▶ [PROBLEM REQUIREMENTS] Reproduce the lines of the records from the one containing "Give the mask of every instance of the chair" through the one containing "125 L 40 104", changing "backrest" to "seat back" and leaving everything else unchanged.

<<<<

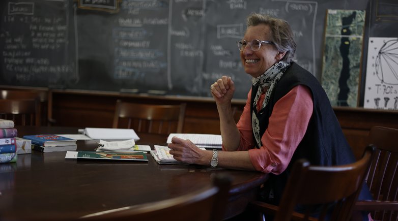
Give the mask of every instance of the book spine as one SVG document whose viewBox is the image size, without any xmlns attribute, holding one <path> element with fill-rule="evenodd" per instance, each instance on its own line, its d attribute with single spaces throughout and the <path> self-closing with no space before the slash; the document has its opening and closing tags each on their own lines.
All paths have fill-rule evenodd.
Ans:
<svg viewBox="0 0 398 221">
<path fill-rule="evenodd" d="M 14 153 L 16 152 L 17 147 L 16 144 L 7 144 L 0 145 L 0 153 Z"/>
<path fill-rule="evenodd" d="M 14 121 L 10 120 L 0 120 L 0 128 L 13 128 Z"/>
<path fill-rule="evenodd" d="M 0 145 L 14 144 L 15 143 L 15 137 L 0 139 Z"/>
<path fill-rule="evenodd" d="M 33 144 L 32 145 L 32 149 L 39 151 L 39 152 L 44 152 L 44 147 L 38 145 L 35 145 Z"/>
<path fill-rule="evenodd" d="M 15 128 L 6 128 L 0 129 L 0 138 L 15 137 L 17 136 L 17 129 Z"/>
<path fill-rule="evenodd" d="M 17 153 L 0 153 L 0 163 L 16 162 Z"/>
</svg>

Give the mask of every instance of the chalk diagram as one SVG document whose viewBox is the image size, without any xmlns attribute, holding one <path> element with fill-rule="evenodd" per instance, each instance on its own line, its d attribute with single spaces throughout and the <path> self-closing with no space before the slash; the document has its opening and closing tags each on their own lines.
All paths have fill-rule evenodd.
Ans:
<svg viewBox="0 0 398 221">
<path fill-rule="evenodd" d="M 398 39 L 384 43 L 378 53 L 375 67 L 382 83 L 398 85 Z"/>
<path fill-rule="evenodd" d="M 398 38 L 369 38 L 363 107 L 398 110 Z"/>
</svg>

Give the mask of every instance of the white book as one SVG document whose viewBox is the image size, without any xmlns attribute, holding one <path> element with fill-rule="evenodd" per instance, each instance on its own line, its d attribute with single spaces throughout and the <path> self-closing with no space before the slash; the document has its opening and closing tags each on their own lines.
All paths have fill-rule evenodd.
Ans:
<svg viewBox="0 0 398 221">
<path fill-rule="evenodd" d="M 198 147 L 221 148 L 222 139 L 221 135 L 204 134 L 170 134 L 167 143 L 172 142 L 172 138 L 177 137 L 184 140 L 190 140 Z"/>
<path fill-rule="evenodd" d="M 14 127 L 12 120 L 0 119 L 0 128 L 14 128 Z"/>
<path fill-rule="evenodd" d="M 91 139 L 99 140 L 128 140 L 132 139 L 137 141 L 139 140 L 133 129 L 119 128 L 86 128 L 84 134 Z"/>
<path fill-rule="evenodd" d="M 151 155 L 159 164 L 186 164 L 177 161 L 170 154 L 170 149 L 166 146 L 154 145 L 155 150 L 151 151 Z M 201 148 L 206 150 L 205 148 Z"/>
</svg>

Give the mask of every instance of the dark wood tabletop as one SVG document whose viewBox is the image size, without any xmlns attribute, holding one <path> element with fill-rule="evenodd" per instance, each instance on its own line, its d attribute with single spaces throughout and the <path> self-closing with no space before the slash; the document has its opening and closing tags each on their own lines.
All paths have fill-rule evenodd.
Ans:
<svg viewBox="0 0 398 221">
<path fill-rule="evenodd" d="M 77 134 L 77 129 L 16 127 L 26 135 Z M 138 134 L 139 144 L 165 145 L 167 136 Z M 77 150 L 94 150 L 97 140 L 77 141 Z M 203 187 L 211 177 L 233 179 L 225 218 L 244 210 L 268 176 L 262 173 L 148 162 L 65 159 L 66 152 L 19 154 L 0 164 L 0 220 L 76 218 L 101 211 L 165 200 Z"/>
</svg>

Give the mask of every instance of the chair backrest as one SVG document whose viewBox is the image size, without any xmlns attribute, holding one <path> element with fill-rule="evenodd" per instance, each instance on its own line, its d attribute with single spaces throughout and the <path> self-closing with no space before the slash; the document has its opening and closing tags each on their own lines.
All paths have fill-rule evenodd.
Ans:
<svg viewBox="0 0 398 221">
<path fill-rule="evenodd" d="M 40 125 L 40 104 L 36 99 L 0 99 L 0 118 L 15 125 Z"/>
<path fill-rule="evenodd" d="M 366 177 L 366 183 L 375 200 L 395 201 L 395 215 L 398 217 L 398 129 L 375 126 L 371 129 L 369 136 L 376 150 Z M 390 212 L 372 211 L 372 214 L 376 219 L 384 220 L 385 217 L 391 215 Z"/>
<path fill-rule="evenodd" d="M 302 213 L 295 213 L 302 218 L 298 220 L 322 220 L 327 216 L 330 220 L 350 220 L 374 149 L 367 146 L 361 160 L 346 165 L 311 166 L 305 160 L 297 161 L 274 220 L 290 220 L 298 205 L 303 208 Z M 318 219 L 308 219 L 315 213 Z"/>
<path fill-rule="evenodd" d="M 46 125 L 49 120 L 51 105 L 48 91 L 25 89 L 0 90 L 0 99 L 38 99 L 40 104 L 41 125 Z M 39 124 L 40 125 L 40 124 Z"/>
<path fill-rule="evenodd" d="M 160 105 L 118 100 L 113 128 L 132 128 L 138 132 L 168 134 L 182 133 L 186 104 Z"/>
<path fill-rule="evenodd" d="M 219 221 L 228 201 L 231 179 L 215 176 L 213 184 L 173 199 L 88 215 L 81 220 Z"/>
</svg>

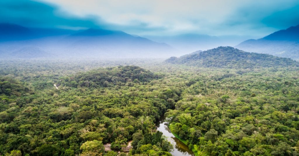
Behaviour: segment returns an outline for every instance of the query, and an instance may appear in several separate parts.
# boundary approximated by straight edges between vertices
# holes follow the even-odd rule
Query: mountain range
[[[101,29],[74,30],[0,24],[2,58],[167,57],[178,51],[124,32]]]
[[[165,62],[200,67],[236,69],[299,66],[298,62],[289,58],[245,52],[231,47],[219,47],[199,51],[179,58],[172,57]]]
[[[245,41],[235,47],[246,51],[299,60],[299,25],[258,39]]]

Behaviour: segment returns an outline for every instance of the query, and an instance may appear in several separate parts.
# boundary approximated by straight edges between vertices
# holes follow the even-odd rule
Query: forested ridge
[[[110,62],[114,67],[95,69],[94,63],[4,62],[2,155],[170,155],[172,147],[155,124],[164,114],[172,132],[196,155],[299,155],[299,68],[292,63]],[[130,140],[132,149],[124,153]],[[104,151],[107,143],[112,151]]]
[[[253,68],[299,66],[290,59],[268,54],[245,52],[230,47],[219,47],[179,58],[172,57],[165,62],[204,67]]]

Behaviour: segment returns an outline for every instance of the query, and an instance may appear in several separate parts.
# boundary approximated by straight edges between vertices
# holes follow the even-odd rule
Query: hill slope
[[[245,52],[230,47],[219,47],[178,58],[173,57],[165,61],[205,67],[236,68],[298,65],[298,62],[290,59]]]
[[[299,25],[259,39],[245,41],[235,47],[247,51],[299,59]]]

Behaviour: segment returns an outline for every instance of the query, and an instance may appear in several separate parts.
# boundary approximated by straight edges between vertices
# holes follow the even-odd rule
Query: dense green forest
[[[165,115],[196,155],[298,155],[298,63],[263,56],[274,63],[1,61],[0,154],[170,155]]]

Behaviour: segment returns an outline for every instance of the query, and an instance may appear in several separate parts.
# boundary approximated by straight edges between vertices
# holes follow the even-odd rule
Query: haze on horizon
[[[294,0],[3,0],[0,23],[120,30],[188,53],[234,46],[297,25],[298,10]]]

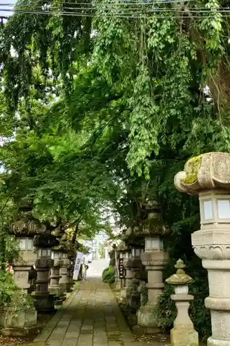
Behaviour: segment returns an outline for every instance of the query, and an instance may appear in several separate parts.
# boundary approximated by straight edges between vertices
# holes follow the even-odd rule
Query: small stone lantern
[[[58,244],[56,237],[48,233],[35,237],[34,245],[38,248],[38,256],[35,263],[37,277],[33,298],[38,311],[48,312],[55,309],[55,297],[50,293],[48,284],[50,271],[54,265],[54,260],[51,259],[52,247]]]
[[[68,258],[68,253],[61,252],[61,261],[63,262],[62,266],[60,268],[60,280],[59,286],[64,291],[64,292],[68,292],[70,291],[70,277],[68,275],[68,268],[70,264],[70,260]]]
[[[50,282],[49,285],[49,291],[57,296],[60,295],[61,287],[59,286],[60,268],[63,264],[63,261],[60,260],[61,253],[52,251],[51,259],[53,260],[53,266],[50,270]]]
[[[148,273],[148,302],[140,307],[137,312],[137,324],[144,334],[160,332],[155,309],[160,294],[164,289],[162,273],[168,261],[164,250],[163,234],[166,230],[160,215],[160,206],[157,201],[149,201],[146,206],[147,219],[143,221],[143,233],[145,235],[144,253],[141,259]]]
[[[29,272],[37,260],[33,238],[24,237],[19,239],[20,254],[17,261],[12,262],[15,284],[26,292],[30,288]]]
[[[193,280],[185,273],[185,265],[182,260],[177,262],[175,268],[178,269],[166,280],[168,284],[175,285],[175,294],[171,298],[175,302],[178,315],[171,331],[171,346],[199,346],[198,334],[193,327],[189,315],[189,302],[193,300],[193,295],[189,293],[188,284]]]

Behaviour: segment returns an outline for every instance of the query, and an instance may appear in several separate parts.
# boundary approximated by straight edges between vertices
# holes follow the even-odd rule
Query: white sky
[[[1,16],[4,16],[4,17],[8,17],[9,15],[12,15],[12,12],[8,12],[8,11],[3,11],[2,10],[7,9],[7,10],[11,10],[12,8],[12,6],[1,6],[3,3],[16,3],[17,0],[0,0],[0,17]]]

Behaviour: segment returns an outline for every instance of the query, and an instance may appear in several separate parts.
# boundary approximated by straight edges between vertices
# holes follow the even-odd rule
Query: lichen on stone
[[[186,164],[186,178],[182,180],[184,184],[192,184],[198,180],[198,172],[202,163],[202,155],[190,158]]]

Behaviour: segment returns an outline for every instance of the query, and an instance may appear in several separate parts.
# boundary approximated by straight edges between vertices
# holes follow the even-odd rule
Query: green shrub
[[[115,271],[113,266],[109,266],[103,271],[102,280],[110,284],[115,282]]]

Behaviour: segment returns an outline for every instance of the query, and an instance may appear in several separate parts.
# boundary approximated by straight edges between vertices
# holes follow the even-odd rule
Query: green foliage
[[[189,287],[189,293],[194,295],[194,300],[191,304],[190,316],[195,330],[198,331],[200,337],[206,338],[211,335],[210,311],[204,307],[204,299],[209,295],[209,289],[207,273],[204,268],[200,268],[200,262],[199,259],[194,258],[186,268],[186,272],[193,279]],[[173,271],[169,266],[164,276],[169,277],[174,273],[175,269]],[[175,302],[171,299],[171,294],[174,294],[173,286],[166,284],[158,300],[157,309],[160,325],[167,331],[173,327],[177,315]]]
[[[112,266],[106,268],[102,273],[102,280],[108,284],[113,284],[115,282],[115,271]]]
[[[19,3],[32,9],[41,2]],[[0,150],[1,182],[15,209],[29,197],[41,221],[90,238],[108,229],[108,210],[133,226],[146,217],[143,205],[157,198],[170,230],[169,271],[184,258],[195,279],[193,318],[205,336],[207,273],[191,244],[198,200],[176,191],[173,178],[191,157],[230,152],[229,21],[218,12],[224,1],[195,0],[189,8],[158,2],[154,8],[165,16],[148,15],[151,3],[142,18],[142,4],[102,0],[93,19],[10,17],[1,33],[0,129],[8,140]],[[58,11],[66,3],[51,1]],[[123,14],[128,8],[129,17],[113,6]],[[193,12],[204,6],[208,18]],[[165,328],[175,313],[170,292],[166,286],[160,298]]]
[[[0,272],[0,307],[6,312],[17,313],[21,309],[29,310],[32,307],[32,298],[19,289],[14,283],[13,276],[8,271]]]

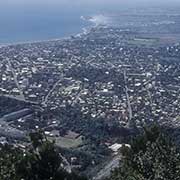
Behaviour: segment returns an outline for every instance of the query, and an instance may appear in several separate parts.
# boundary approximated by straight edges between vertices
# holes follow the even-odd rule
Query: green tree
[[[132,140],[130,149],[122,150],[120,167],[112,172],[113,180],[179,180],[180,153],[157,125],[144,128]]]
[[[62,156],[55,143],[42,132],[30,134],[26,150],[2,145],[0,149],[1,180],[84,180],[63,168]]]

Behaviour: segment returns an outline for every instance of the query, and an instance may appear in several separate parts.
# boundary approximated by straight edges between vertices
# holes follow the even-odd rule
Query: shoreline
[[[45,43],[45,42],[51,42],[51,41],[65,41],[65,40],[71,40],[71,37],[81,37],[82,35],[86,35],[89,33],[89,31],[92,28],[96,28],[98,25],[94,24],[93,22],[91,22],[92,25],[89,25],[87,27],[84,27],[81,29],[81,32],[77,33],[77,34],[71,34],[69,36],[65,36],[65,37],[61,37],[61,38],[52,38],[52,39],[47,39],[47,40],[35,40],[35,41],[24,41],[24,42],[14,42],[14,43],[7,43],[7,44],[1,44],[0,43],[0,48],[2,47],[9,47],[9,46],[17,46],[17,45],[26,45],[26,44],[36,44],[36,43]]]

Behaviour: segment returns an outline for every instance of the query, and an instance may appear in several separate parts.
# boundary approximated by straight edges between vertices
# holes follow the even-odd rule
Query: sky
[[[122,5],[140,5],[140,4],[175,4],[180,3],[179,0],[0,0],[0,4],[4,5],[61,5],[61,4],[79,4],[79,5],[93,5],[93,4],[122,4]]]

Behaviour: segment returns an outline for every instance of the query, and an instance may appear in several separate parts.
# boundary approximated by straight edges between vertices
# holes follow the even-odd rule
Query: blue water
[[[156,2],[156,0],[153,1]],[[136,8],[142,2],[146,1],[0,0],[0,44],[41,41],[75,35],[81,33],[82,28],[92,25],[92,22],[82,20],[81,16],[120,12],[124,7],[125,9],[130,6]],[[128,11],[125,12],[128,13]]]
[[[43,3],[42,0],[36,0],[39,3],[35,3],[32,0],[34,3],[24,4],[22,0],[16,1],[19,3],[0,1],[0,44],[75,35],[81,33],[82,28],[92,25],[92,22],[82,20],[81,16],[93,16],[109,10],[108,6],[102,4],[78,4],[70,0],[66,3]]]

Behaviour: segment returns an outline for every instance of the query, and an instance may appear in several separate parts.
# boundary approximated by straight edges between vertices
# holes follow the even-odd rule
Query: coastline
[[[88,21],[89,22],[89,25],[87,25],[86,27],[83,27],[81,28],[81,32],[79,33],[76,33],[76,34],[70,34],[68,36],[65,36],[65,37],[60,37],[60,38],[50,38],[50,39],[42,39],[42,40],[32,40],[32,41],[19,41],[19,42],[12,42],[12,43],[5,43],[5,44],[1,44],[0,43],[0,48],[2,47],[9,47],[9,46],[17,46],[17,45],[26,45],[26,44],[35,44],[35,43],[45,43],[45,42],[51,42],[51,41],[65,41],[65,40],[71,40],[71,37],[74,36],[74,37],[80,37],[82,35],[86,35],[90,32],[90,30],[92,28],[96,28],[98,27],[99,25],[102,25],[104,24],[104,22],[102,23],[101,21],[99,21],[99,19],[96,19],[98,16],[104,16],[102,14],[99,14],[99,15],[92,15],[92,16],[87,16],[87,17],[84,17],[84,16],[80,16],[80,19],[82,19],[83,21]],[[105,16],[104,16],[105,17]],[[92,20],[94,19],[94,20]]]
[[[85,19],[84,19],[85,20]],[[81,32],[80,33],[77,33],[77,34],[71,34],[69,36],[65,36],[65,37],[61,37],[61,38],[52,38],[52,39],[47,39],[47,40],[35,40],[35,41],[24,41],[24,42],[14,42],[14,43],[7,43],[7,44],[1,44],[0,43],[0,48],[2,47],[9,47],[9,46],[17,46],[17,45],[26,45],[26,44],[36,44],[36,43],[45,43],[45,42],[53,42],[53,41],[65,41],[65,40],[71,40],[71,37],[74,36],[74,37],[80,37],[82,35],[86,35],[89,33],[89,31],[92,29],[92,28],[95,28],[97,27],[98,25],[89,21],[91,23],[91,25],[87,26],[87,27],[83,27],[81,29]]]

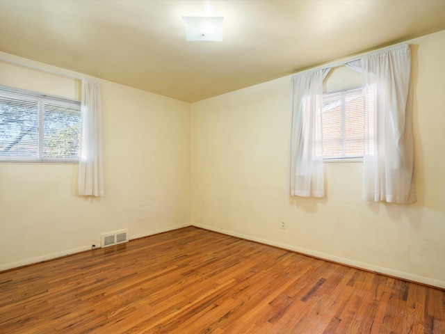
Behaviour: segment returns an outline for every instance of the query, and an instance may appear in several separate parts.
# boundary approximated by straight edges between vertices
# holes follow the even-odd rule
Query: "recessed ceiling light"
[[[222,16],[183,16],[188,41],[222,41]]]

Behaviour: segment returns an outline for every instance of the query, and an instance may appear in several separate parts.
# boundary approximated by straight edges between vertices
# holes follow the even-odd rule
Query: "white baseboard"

>>>>

▶ [EXERCISE RESPONSE]
Give the mask of every instance of the chair seat back as one SVG document whose viewBox is the image size, without any xmlns attribute, holding one <path> element with fill-rule="evenodd" per instance, each instance on its own line, its d attribute with single spaces throughout and the <path> self-closing with no space before the slash; the document has its opening and closing tags each on their own lines.
All paths have fill-rule evenodd.
Ans:
<svg viewBox="0 0 398 221">
<path fill-rule="evenodd" d="M 40 125 L 40 104 L 36 99 L 0 99 L 0 118 L 15 125 Z"/>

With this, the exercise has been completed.